Without altering anything, repeat each of the records.

--*--

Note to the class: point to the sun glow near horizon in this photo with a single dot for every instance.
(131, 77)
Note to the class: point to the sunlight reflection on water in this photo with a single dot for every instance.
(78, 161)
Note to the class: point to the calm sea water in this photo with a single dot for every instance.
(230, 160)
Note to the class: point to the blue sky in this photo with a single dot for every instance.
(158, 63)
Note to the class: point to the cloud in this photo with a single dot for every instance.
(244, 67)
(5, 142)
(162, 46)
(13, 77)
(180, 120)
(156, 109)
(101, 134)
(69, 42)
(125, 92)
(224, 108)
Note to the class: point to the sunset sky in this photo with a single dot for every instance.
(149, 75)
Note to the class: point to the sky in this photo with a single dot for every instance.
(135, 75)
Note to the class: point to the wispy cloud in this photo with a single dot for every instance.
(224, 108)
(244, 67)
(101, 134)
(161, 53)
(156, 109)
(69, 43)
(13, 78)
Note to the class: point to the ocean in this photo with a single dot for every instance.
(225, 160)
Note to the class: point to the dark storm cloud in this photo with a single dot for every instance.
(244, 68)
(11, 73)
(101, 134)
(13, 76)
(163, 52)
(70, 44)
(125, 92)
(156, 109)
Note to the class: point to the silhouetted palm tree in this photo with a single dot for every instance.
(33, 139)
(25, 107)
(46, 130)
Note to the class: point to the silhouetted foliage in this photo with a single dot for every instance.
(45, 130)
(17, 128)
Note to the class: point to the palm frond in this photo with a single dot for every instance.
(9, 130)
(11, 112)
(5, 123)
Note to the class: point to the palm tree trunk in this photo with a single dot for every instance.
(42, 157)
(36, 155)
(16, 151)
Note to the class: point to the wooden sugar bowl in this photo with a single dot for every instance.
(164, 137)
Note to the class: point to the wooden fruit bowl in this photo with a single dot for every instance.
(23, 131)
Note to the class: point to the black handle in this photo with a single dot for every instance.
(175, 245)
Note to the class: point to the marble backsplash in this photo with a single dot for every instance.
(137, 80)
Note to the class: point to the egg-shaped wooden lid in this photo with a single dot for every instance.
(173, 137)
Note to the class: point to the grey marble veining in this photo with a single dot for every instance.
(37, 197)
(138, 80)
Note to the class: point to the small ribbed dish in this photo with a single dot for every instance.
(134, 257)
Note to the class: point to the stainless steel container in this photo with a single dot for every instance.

--*--

**Problem solution**.
Note to the class: point to the sun glow near horizon in this photo with a single dot for every instance.
(131, 77)
Note to the class: point to the sunlight reflection on water in this photo with a single dot for every instance.
(78, 161)
Note to the class: point to the calm sea water in this photo with a single dot for every instance.
(230, 160)
Note to the class: point to the blue sky in this photo with a single dot for every instance.
(158, 63)
Note to the class: point to the cloud in this photo with a single dot for every instance.
(244, 67)
(5, 142)
(162, 46)
(13, 77)
(180, 120)
(156, 109)
(101, 134)
(69, 42)
(125, 92)
(224, 108)
Note to the class: point to the sunset sky in this photo with a single dot for every instance.
(149, 75)
Note to the class: point to the sky in this photo with a single dot for every instance.
(135, 75)
Note to the class: point to the wispy cloud in this photo with a single dot for every instance.
(224, 108)
(244, 67)
(101, 134)
(161, 53)
(156, 109)
(69, 43)
(13, 78)
Note to the class: point to the ocean in this photo with a single dot for every instance.
(225, 160)
Note to the class: point to the dark storm cloud in this photo with a single dot for every instance.
(244, 68)
(11, 73)
(101, 134)
(13, 76)
(163, 52)
(70, 44)
(125, 92)
(156, 109)
Note to the class: point to the silhouetted palm tree in this photo with a single dot for every instance.
(33, 139)
(25, 107)
(46, 130)
Note to the class: point to the silhouetted foliage in this photo with a single dot for every instance.
(45, 130)
(17, 128)
Note to the class: point to the palm frond in this photo with a single dot for every instance.
(9, 130)
(11, 112)
(5, 123)
Note to the class: point to the palm tree trunk in this photo with a single dot for every instance.
(42, 157)
(36, 155)
(16, 151)
Note to the class: point to the wooden sugar bowl in this photo with a single dot for every instance.
(164, 137)
Note to the class: point to the wooden fruit bowl in this photo with a single dot for every instance.
(23, 131)
Note to the class: point to the black handle in this photo with a single dot for every instance.
(175, 245)
Note to the class: point to the marble backsplash in this photo with a single dot for every instance.
(137, 80)
Note to the class: point to the egg-shaped wooden lid in this photo with a single dot for every instance.
(173, 137)
Note to the class: point to the grey marble veining in this photo with a single dot for every instance.
(37, 197)
(138, 80)
Note to the class: point to the small ribbed dish in this photo with a single dot for every instance.
(134, 257)
Note to the class: point to the stainless steel container in this photo with a single dot for every instance.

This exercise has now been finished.